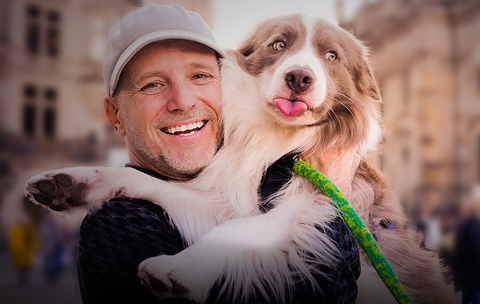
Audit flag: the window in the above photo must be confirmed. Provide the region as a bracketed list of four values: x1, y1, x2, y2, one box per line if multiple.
[25, 5, 40, 55]
[25, 5, 61, 57]
[46, 11, 60, 57]
[43, 88, 57, 102]
[43, 108, 56, 138]
[22, 84, 37, 136]
[22, 84, 58, 138]
[22, 104, 37, 136]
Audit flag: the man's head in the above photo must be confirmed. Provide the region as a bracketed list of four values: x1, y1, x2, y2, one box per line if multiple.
[104, 5, 224, 179]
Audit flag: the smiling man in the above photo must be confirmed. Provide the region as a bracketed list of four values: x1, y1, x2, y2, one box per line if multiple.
[78, 4, 225, 304]
[78, 4, 360, 304]
[105, 40, 222, 179]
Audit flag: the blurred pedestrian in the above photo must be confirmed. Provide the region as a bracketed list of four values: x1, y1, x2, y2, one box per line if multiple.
[9, 212, 38, 287]
[452, 201, 480, 304]
[39, 212, 65, 283]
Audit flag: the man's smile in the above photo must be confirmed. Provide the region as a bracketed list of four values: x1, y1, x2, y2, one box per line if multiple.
[161, 120, 205, 136]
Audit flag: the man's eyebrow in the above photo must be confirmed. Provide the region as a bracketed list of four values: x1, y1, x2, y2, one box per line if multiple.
[132, 71, 166, 83]
[190, 62, 216, 69]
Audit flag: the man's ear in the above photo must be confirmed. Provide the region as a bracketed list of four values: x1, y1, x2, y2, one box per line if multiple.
[103, 96, 127, 136]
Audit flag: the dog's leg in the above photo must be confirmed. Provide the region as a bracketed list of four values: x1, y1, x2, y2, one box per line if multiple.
[24, 167, 212, 213]
[139, 196, 335, 303]
[139, 200, 306, 303]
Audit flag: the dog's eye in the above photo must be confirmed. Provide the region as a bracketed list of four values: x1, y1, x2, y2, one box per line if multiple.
[272, 40, 287, 51]
[325, 51, 337, 61]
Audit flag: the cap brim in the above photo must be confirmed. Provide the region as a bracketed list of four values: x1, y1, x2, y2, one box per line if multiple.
[109, 30, 226, 96]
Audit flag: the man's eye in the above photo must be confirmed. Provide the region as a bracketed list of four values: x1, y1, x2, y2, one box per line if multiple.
[193, 74, 207, 79]
[142, 82, 162, 90]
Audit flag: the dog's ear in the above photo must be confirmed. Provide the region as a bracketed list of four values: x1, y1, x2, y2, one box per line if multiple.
[225, 49, 247, 71]
[353, 55, 380, 100]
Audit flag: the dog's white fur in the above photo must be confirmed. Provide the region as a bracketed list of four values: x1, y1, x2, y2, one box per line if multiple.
[26, 15, 454, 302]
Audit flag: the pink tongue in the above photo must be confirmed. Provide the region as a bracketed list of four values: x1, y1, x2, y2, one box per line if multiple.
[275, 98, 308, 117]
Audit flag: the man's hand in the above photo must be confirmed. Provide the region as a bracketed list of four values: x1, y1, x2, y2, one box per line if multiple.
[307, 147, 361, 200]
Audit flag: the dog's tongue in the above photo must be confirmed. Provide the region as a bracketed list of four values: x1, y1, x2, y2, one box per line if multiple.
[275, 98, 308, 117]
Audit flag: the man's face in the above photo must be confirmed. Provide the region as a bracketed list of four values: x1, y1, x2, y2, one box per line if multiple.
[116, 40, 222, 179]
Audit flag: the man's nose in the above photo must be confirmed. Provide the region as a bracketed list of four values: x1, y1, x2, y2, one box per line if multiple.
[167, 85, 197, 112]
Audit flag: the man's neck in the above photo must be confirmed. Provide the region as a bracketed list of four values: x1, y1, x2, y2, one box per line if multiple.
[129, 151, 195, 181]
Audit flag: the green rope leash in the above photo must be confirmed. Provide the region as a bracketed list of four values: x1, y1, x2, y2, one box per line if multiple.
[293, 160, 412, 304]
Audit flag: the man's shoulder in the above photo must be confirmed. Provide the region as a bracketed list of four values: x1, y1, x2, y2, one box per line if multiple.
[80, 198, 185, 252]
[81, 198, 166, 230]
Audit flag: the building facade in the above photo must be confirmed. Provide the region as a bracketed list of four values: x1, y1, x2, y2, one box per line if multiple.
[345, 0, 480, 214]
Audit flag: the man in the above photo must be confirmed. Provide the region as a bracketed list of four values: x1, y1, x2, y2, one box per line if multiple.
[78, 5, 360, 304]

PROBLEM DETAILS:
Edit the records above so that every "Audit flag" reads "Review flag", changing nothing else. Omit the pictures from your version.

SOLUTION TO THIS TASK:
Review flag: the window in the above photo must be confirmed. Provide the region as a bracketed list of four values: x1, y1, x2, y2, one box per line if multiple.
[25, 5, 40, 55]
[25, 5, 61, 57]
[46, 11, 60, 57]
[43, 88, 57, 102]
[43, 108, 56, 138]
[22, 84, 37, 136]
[22, 84, 58, 138]
[22, 104, 37, 136]
Review flag: the man's head in the above photo must be confirmed. Provide the region as a bracketed list of four values: x1, y1, x2, y2, one box per line if multiple.
[104, 5, 224, 179]
Review flag: the smiling man in the above photo must be confirmed. Provide the region as a bracketed list of four values: x1, y1, x2, y2, one box per line if multiple.
[78, 4, 225, 304]
[78, 4, 360, 304]
[105, 40, 222, 179]
Review flag: the blurred pedestrian in the above photo must be confirmed. Provide the region as a bracketed list of four values: x1, y1, x2, y2, one box per line if multiple.
[9, 212, 38, 287]
[452, 201, 480, 304]
[39, 212, 65, 283]
Review flag: the man's smile in the above photo must be confirmed. Provide the region as a bracketed list of four values: x1, y1, x2, y2, one box per line if multiple.
[161, 120, 205, 136]
Review flag: the man's eyebrow in the above photo must be confirmed. Provide the region as a bracketed list of four values: x1, y1, x2, y2, one box per line if multiple.
[132, 71, 166, 83]
[190, 62, 216, 69]
Review flag: the man's ear in the above photo must be confirmed. Provide the region as a bracketed list of four values: x1, y1, x2, y2, one box per line if multiple.
[103, 96, 127, 136]
Review flag: the dog's leg in the above photo must be confirmed. Provide the region as a bracketed list of four values: x1, y1, x2, y2, one box per line if multiple.
[24, 167, 212, 213]
[139, 196, 335, 303]
[139, 200, 306, 303]
Review flag: the dog's eye in the above photo must be confirmed. Provide the region as a bracketed list of four values: x1, y1, x2, y2, one box per line if multiple.
[272, 40, 287, 51]
[325, 51, 337, 61]
Review flag: the cap brim in the above photo must be confirmed. Provide the region as a bracketed list of four values: x1, y1, x2, y2, one box per line if multiple.
[109, 30, 226, 96]
Review flag: the man's eye in the above photo must be confirmed. Provide the region as a bracketed list of four values: x1, y1, x2, y2, one box per line if multiple.
[193, 74, 207, 79]
[142, 82, 162, 90]
Review flag: the dog's ear in the above photo must be confirmed. Provide the region as a bracketed list of four values: x1, y1, x2, y2, one box per line if multiple.
[225, 49, 247, 71]
[353, 55, 380, 100]
Review flag: the dog's white fur in the above photo must be confirmed. Provide the region as a bracketed list of four values: x1, y1, x2, y2, one box per line if multiple.
[26, 15, 454, 302]
Review flag: the pink tongue in the above photo must be confirmed. Provide the region as a bracketed list of four values: x1, y1, x2, y2, one box per line if multiple.
[275, 98, 308, 117]
Review flag: the man's hand in the above photo must be confirmed. Provide the region as a bracketed list of four values: x1, y1, x2, y2, one box per line if multiple.
[307, 147, 361, 200]
Review flag: the dog's tongue in the above photo must be confirmed. Provide the region as a bracketed list of four values: x1, y1, x2, y2, one box per line if multiple.
[275, 98, 308, 117]
Review flag: the man's face in the above photo must be confirmed. Provide the region as a bracketed list of four values: x1, y1, x2, y2, one box per line if multiple.
[116, 40, 222, 179]
Review flag: the man's nose in the above photo must be confirmed. Provide the region as a bracketed list of four values: x1, y1, x2, y2, one box per line if multiple.
[167, 85, 197, 112]
Review flag: the man's neck in the above photo must be confirmed. Provide the region as a bracketed list of four values: x1, y1, x2, y2, one box per line if multiple.
[129, 151, 195, 181]
Review flag: the green rope leash in the above photo must be confirmed. Provide the region as a bracketed list of four values: x1, y1, x2, y2, one box per line if multiple.
[293, 160, 412, 304]
Review flag: the man's shoulder in the above photo must be confirmed. Provide the region as a bracketed list of four values: x1, y1, x2, y2, one box per line if multiple.
[80, 198, 185, 252]
[81, 198, 166, 230]
Review flag: the building facade in the above photo must be confirmed. Provide the region as a bracketed list of four values: x1, y1, x2, y2, one box per line if multiple.
[345, 0, 480, 214]
Review flag: the man in the above photo must be confirmed. Provide the region as a bracketed list of four values: x1, y1, x2, y2, one box per line if multiple.
[78, 5, 360, 304]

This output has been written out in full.